Your objective:
Please put the lines into a numbered list, from the line with "Identify every instance of the reddish" up to and including the last line of the items. Leave out any blank lines.

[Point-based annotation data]
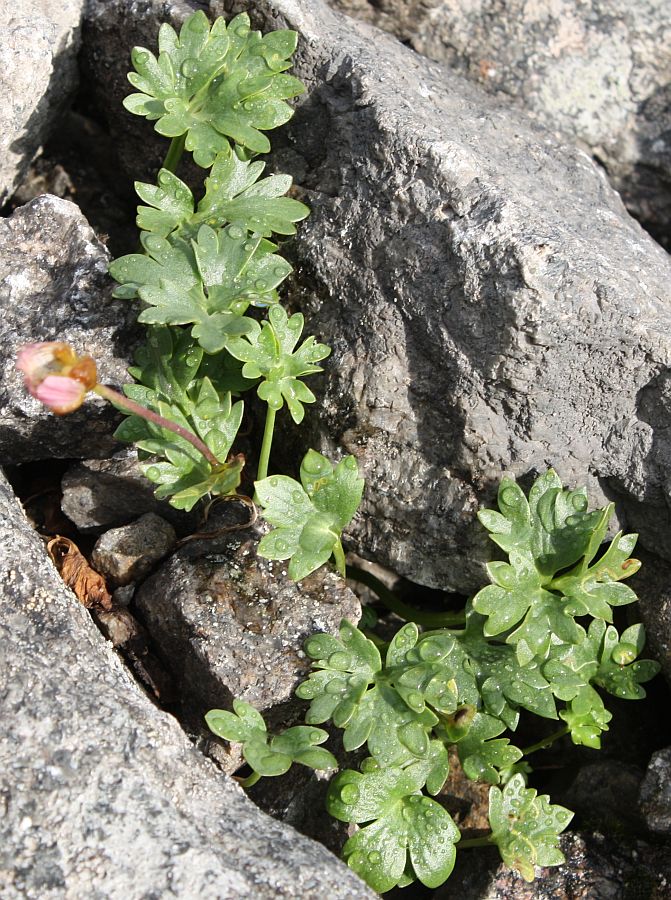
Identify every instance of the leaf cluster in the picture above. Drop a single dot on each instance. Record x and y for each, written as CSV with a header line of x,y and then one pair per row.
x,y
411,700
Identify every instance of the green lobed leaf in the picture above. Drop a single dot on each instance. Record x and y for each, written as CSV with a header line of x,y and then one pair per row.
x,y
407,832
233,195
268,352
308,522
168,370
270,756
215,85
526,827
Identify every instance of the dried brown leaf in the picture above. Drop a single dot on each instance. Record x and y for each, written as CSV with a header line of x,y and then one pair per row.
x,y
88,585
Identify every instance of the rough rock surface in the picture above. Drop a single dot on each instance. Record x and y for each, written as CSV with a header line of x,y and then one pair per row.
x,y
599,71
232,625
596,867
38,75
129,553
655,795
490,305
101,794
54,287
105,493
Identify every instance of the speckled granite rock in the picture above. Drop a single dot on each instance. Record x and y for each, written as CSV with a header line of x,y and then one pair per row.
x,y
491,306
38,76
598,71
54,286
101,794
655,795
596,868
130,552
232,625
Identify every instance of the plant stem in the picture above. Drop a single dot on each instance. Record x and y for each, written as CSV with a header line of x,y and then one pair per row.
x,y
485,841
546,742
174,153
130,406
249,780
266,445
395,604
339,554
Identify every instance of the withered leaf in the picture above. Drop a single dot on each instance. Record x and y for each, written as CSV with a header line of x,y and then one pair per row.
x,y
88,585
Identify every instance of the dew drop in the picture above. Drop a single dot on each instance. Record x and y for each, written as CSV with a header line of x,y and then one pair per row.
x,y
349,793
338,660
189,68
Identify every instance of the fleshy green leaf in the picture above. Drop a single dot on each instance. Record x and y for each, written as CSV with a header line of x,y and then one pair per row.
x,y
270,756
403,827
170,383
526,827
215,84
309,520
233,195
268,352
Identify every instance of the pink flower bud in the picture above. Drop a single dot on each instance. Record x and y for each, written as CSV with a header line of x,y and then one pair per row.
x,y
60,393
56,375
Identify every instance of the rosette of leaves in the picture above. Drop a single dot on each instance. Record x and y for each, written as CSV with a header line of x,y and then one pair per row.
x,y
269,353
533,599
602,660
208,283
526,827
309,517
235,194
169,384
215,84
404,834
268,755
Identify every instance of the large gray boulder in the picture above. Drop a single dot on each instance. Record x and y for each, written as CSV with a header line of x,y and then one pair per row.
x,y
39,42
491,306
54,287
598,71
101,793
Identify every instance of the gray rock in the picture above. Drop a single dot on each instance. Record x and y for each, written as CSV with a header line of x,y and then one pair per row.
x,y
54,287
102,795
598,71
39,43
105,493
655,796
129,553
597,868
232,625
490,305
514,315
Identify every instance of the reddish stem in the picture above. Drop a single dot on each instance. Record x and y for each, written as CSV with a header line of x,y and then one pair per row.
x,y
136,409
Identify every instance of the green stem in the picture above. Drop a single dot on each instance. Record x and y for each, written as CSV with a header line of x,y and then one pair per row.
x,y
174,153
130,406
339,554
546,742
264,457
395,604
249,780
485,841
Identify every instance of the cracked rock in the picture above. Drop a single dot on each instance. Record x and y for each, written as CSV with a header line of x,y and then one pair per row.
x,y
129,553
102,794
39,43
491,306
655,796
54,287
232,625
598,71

Correct response:
1. Identify every instance of the reddish stem in the picture above. Drop a single dot on each instance. Record x and y for each, written as CSV with a header line of x,y and then one pair per row.
2. x,y
3. 136,409
4. Identify every instance of the green stem in the picture above. Drop a single dot on each instance. Record x and y for each, written as CSV with a header line of x,y and then one pair per row.
5. x,y
6. 174,153
7. 130,406
8. 339,554
9. 546,742
10. 264,457
11. 395,604
12. 249,780
13. 485,841
14. Identify every instance of the cracked rock in the picture above. Drop a single dot on each instance. Record x and y for each, written as CSV with a header line of x,y and then one pair per row.
15. x,y
16. 129,553
17. 102,794
18. 39,43
19. 491,306
20. 655,796
21. 54,287
22. 232,625
23. 598,71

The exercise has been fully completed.